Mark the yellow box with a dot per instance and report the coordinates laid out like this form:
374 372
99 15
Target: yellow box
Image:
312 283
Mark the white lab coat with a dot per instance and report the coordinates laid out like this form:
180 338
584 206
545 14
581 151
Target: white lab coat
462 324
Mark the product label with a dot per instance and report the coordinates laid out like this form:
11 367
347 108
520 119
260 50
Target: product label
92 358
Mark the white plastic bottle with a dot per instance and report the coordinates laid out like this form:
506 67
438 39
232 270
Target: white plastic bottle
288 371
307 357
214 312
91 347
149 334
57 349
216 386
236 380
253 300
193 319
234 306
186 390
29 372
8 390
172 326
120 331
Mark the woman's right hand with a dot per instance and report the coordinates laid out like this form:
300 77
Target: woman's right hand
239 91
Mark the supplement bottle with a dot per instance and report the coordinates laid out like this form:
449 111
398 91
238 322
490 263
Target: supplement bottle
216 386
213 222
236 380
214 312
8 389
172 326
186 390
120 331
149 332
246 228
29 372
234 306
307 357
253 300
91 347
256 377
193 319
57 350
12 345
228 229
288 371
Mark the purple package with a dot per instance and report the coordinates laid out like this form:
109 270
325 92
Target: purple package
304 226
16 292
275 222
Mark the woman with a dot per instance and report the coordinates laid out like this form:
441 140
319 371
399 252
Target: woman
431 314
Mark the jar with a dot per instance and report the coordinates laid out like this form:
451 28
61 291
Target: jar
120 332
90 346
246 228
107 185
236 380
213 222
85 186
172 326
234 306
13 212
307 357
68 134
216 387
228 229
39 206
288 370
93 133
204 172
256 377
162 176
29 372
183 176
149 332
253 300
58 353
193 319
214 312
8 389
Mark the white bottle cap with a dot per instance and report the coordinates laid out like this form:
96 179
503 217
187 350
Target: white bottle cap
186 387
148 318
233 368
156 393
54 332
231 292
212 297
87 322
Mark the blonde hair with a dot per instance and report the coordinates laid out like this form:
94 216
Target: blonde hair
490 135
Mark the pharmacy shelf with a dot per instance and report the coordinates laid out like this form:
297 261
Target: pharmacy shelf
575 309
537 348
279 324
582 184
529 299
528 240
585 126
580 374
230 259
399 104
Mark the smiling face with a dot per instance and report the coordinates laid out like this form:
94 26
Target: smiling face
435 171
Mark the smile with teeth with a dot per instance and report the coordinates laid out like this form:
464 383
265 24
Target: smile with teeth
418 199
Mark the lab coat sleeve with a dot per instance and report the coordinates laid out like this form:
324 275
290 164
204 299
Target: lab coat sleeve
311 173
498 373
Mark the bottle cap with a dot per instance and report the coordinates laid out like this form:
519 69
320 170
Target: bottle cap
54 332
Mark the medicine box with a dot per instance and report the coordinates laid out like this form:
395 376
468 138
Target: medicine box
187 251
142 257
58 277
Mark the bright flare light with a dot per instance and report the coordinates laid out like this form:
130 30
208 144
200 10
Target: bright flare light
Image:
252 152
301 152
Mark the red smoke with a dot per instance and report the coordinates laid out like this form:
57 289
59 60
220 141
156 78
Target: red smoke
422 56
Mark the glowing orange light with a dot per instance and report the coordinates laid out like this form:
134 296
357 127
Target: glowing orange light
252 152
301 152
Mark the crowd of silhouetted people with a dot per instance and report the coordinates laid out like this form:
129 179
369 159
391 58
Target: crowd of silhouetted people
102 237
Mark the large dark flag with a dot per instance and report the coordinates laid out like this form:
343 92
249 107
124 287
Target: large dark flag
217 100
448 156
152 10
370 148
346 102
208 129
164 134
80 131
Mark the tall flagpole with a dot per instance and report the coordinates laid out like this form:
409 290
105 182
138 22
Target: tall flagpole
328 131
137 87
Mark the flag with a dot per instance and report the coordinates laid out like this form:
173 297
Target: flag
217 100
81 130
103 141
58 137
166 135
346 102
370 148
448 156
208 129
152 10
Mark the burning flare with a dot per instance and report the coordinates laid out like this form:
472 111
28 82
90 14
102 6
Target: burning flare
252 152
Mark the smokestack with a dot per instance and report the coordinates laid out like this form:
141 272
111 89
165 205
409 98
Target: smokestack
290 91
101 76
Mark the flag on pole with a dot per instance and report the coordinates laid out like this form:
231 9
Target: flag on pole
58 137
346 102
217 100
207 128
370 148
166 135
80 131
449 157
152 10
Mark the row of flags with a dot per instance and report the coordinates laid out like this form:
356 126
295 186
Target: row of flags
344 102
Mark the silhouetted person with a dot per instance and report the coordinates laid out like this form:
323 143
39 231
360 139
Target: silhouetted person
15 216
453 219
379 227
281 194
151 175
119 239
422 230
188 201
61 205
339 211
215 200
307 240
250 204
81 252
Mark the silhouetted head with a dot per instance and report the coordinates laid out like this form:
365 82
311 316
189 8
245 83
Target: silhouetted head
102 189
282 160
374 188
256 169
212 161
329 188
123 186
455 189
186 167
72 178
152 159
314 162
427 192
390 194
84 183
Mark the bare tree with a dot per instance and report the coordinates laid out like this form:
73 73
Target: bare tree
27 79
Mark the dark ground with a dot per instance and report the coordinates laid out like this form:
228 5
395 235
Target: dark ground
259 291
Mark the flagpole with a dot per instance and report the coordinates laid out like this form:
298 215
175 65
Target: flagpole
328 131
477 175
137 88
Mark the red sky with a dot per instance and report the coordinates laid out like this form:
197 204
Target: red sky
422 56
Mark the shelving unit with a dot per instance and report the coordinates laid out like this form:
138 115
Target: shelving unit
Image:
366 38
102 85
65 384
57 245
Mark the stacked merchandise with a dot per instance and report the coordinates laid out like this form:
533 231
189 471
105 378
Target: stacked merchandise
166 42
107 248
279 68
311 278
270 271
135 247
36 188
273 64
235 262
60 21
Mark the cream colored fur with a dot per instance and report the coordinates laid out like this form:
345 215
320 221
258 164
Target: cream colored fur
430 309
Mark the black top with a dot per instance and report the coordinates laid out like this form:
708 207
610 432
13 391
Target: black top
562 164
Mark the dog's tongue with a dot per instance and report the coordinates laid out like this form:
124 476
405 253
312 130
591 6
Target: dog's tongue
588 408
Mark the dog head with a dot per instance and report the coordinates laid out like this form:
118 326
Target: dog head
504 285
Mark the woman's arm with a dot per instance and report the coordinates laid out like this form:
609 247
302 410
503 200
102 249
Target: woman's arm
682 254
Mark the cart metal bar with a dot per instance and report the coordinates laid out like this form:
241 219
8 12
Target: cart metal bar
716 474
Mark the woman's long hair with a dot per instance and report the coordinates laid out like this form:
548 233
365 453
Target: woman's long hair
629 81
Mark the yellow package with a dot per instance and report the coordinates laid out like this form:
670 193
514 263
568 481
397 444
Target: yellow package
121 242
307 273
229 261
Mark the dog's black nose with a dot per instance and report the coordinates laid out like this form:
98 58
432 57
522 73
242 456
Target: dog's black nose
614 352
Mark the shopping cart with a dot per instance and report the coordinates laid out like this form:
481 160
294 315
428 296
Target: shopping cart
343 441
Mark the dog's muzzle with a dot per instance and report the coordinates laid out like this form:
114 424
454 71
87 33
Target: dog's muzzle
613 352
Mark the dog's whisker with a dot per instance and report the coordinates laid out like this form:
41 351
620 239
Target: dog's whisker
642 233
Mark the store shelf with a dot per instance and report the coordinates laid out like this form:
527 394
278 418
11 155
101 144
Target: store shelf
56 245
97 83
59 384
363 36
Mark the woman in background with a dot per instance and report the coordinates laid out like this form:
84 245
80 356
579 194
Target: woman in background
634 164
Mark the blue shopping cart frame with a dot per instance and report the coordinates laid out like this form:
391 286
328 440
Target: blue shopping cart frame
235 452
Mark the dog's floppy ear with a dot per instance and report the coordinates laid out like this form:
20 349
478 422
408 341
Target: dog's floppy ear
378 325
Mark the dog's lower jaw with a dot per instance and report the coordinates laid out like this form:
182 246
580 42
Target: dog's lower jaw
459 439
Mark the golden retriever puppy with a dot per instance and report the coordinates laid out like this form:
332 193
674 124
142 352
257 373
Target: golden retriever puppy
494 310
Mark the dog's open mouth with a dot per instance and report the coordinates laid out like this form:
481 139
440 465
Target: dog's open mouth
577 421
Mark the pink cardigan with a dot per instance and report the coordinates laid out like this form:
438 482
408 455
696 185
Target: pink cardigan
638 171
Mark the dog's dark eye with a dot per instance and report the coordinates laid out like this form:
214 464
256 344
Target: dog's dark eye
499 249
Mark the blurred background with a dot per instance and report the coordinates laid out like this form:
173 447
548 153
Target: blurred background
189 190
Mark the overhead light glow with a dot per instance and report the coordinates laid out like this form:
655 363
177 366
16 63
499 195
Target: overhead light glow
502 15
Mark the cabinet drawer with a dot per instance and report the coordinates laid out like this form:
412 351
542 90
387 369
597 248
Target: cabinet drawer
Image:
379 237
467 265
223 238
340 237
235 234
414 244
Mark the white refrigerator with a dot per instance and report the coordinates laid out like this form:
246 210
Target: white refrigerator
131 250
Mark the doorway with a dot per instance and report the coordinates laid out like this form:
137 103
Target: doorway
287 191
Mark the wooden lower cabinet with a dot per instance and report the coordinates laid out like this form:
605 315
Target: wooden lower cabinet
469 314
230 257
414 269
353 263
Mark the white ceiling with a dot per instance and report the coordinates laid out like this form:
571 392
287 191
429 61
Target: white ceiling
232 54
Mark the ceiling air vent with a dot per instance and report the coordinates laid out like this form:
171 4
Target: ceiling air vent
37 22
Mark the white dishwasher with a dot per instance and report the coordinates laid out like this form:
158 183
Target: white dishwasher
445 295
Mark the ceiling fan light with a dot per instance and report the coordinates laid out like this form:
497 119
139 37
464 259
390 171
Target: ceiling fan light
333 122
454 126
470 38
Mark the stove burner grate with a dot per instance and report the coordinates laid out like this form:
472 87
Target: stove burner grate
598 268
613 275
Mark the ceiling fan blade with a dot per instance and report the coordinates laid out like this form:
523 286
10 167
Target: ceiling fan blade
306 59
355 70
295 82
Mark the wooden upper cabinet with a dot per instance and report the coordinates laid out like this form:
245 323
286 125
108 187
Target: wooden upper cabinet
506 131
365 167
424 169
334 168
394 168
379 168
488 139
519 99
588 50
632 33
- - - - - - -
What is expected: What lines in the material include the string "bright"? Pull each one out.

Completed exercise:
Mark the bright flare light with a dot per instance and report the coordinates laid out like this form:
Target: bright flare light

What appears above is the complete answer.